◆ Exercise aim
Your task is to extract the lines from the one holding "Might I ask you to indicate the brass" through the end of the material. Set them down exactly and add nothing.

◆ Data excerpts
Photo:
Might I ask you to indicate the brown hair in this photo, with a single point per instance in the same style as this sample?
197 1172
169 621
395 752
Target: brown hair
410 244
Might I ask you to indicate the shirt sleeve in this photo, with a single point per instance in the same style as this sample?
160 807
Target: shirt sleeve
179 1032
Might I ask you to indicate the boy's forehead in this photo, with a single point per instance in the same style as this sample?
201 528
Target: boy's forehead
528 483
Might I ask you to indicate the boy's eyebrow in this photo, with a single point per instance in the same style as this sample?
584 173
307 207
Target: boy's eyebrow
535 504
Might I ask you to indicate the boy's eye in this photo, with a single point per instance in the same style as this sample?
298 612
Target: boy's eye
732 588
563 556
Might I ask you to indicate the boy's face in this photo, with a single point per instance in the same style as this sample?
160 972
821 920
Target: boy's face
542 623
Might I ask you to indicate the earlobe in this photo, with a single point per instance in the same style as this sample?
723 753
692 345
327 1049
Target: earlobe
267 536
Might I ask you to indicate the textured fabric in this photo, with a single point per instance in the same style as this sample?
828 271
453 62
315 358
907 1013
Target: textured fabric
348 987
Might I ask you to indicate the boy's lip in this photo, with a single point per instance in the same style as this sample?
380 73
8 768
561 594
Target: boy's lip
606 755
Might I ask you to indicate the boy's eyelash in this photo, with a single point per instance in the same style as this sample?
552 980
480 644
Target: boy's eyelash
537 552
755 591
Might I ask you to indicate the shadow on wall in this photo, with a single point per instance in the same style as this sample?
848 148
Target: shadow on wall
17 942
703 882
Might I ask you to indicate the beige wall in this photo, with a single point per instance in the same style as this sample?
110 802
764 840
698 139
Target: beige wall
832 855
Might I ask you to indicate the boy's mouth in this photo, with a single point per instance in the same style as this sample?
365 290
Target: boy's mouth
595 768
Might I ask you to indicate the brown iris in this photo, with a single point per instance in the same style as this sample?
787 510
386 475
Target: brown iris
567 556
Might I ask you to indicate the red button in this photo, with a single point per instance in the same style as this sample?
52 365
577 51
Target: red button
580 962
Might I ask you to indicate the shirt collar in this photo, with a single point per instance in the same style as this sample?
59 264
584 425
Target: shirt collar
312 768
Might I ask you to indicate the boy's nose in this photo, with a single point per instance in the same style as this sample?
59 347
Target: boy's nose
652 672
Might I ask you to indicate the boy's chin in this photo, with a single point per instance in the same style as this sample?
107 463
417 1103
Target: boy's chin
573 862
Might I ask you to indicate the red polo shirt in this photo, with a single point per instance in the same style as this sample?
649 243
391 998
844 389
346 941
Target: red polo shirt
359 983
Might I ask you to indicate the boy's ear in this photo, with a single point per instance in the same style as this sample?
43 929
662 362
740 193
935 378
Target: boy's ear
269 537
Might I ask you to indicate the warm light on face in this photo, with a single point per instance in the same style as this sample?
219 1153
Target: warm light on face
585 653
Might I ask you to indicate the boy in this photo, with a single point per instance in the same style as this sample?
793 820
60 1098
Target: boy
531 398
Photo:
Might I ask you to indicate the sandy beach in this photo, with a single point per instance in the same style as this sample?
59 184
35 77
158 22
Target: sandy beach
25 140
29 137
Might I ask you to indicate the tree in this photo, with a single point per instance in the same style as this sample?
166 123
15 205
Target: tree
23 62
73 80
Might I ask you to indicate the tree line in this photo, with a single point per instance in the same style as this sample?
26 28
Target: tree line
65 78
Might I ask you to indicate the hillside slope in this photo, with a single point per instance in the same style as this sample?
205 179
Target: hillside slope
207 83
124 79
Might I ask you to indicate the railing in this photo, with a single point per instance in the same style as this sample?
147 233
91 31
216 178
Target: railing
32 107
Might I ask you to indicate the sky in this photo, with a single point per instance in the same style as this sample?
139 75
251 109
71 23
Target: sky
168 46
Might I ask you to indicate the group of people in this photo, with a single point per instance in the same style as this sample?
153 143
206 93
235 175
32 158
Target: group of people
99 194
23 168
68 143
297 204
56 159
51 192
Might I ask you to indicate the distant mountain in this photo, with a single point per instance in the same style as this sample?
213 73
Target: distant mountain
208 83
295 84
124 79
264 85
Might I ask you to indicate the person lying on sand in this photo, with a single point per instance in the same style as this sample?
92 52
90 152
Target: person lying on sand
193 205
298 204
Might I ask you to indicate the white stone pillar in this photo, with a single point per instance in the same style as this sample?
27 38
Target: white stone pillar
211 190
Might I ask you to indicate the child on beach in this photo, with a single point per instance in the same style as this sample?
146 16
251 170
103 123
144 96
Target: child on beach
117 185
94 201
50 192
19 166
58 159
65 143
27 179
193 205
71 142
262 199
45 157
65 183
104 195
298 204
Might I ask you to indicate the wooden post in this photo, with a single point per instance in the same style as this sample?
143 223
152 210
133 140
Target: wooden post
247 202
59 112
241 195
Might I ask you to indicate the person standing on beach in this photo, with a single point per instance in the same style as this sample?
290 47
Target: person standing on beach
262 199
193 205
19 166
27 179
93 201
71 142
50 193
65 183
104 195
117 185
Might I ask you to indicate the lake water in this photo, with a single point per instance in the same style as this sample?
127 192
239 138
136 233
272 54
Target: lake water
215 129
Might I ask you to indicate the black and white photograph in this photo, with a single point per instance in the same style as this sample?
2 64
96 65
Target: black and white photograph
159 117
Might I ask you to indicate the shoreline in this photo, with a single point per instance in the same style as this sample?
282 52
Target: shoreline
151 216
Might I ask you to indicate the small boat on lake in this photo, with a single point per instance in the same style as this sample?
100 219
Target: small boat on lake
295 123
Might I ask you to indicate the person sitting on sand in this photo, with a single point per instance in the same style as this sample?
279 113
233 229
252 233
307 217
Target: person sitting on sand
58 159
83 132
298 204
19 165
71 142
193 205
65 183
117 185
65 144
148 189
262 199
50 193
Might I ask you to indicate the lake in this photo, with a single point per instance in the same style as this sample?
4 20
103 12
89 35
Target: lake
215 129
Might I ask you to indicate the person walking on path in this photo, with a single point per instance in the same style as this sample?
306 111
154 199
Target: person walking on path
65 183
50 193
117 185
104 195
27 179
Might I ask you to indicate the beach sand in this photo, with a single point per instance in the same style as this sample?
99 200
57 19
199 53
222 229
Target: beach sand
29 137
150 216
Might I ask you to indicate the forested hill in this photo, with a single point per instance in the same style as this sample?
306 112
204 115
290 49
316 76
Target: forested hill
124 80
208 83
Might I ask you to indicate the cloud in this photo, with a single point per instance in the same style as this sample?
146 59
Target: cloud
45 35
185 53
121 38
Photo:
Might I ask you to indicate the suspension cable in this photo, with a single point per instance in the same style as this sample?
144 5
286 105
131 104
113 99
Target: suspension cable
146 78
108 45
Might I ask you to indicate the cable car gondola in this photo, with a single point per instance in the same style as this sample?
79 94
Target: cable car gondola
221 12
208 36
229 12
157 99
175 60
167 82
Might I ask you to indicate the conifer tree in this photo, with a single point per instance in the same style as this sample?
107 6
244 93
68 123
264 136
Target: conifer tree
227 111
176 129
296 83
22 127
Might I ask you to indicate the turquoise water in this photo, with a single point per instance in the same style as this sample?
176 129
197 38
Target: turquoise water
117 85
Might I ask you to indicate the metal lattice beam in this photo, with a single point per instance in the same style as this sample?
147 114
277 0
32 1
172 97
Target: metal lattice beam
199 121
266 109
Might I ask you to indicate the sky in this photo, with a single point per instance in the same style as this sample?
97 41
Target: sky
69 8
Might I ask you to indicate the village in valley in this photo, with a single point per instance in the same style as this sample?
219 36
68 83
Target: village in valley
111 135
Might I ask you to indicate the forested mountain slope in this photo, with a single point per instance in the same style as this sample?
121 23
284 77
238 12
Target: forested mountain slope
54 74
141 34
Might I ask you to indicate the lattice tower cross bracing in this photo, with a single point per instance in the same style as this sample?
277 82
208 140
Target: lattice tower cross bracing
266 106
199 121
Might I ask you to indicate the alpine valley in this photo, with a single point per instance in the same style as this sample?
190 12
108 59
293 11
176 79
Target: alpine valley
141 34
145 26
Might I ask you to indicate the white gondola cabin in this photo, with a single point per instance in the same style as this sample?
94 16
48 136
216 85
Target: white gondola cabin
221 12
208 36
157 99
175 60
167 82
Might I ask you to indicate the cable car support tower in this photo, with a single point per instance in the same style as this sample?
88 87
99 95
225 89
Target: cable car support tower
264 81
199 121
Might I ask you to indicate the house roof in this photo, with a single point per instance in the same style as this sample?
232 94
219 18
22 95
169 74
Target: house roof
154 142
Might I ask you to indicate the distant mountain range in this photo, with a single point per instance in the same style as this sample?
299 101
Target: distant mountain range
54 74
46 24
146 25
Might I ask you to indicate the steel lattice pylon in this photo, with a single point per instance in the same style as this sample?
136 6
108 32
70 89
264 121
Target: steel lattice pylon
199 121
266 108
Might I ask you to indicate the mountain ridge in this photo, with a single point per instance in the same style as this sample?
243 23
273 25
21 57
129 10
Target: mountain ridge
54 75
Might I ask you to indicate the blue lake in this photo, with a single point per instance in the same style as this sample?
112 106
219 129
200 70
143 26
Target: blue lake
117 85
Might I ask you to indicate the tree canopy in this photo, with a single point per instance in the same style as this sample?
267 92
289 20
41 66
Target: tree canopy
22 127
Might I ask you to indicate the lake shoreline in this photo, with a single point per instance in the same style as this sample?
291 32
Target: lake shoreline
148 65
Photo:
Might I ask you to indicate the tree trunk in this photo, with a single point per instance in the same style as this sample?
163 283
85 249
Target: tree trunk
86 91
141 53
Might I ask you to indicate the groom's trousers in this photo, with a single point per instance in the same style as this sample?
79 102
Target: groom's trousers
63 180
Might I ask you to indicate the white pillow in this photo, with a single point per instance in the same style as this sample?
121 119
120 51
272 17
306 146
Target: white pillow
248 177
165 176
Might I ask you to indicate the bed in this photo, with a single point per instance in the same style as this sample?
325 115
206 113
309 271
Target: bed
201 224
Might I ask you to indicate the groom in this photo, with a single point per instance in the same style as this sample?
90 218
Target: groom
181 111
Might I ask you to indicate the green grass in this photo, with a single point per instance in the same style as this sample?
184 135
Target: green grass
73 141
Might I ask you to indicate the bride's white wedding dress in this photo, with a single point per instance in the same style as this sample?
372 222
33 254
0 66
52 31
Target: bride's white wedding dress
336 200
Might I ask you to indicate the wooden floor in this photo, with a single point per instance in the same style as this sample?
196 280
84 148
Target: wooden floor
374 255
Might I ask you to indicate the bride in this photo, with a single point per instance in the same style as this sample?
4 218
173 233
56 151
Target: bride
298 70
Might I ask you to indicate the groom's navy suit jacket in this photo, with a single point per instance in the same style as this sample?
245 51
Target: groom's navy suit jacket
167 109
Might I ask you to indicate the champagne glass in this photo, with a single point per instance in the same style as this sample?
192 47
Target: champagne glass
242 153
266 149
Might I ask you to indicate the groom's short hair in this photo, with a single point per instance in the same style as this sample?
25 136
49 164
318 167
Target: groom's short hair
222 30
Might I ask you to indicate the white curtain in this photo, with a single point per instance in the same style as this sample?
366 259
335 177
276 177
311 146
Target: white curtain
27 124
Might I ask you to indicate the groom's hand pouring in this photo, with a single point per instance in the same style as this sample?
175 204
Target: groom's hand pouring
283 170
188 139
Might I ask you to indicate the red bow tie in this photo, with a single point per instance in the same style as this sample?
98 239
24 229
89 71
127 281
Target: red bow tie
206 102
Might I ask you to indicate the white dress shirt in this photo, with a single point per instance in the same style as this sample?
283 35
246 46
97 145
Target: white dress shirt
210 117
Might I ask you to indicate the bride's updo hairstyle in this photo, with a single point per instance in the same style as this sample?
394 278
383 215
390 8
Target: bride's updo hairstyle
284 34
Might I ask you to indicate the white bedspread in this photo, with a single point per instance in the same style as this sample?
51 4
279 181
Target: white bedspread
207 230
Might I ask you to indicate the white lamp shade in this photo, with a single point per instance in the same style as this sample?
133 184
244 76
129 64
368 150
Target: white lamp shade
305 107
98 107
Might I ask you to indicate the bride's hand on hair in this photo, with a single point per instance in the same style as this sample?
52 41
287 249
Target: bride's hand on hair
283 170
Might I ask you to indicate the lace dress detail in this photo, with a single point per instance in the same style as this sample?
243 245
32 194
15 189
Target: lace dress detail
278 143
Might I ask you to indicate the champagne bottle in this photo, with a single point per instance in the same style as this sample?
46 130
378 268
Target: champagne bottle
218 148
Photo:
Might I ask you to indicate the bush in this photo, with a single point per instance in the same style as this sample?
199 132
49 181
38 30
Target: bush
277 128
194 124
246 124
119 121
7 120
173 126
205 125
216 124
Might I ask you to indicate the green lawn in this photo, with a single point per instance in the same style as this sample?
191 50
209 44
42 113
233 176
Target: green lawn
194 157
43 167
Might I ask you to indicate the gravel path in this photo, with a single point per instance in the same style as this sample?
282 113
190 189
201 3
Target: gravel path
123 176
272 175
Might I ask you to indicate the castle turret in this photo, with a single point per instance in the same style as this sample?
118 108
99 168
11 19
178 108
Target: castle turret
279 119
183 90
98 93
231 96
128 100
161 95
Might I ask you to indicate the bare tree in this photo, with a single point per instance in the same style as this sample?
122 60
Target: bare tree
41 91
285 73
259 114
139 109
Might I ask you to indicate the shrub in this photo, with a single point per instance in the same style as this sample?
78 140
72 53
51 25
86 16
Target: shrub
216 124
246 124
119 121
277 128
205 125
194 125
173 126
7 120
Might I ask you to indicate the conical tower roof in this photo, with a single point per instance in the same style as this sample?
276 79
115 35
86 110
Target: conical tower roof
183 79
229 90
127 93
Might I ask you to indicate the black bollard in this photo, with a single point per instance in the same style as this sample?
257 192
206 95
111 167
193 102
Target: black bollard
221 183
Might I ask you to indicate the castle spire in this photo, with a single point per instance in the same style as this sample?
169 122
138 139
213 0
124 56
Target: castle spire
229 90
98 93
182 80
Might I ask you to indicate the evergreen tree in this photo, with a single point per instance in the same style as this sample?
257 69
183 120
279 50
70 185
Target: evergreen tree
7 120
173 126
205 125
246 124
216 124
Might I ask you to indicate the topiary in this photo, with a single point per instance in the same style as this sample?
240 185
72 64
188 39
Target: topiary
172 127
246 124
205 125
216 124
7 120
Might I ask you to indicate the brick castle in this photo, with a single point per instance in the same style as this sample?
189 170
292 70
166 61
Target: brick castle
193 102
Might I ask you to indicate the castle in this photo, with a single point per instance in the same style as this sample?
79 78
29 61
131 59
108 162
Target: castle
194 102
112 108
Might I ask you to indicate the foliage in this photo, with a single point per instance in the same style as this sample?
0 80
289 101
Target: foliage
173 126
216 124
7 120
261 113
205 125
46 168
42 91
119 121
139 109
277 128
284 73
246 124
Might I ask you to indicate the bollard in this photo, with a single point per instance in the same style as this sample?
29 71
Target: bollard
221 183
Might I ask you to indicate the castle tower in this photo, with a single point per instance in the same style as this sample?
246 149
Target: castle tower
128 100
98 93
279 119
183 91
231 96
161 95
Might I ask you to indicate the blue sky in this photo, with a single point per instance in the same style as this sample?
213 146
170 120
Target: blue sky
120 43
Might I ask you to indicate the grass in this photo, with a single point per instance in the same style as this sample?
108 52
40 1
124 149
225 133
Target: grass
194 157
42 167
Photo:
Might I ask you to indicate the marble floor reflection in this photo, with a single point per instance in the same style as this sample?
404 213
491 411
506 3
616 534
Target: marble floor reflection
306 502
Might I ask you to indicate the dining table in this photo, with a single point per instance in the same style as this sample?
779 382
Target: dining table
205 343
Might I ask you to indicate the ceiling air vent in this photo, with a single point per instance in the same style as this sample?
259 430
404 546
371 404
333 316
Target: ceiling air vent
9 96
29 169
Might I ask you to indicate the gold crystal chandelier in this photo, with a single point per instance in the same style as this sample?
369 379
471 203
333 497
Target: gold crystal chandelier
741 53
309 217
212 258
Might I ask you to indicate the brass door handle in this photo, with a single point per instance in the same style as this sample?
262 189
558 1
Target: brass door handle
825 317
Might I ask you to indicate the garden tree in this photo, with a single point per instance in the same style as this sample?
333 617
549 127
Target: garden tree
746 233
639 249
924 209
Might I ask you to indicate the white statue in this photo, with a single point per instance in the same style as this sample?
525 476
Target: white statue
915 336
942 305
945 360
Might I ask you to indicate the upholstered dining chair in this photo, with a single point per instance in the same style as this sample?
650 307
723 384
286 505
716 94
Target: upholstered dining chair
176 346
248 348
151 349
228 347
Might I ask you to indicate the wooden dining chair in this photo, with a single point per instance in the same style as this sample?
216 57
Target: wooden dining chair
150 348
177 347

◆ Task solution
Might I ask you to indicate the brass door handle in this photo, with a single point per instance in the same style as this sample?
262 189
558 1
Target: brass door handle
825 317
Might I ask you to indicate the garden tree in this photo, with a single point per instance in the same style as this sample?
333 617
549 127
Target: garden tree
746 233
639 249
924 209
Might I ask you to indicate the white statue in this photo, with a single point per instance in the same style as this sample?
525 476
Target: white statue
915 336
942 305
945 360
Might I ask you to indicate the upholstered dining chair in this photo, with a single point per instance in the same style as this sample?
650 307
723 384
286 505
716 94
Target: upholstered dining chair
176 346
248 348
151 349
228 347
Might I ask you to indicate the wooden dining chair in this photo, with a single point per instance in the same style as this sample?
216 57
Target: wooden dining chair
150 348
177 347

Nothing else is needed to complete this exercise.